**Task details:** Could you echo the data below word for word, from the line that contains "Query: Detect the white fence" through the last line of the data, with both ends included?

**Excerpted records:**
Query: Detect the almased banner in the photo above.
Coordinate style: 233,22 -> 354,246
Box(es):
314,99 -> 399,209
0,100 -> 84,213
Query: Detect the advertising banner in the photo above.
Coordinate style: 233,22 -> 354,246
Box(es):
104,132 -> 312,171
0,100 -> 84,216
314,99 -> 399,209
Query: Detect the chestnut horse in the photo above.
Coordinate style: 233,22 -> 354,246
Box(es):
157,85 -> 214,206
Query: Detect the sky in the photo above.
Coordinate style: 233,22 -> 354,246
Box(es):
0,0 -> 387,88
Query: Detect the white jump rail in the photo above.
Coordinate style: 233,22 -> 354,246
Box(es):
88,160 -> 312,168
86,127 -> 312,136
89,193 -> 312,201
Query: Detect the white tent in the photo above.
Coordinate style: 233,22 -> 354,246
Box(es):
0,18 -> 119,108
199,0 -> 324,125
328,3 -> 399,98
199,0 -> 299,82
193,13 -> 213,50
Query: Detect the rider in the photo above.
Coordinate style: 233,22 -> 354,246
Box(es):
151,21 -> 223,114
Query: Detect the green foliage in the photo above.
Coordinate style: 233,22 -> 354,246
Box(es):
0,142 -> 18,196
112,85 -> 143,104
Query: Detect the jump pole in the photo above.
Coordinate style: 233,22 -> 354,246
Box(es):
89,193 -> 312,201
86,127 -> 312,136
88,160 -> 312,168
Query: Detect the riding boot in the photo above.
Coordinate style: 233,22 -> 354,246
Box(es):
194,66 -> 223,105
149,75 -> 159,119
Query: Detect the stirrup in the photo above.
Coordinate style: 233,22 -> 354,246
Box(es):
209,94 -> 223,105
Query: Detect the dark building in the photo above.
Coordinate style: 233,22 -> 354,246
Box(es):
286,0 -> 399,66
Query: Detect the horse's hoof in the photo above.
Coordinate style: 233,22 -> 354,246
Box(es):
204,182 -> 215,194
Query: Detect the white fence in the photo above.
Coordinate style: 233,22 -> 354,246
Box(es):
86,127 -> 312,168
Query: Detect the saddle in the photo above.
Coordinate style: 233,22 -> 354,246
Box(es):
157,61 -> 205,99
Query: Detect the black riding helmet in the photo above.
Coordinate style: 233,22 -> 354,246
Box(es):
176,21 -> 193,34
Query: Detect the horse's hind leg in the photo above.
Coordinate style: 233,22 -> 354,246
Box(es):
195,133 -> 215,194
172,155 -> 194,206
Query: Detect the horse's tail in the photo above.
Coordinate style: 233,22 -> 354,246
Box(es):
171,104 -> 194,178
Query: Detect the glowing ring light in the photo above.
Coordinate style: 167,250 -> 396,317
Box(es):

**Exercise response:**
Query: Detect the white fence in the photo above.
Coordinate style: 233,22 -> 354,246
Box(es):
86,127 -> 312,168
Query: Detect the saddle in the photo above.
Coordinate style: 233,22 -> 354,246
Box(es):
157,61 -> 205,99
Query: Detect the black riding helmet in the photo above.
Coordinate style: 233,22 -> 354,246
Box(es):
176,21 -> 193,34
Query: Detect the horse's hind leg in the photo above.
Coordinate style: 233,22 -> 354,246
Box(es):
195,133 -> 215,194
172,155 -> 194,206
Query: Detect the horse's tail in the photo above.
Coordinate style: 233,22 -> 354,246
Box(es):
171,104 -> 194,178
Query: Detect the glowing ring light in the photo above.
Coordinate style: 167,250 -> 396,317
Box(es):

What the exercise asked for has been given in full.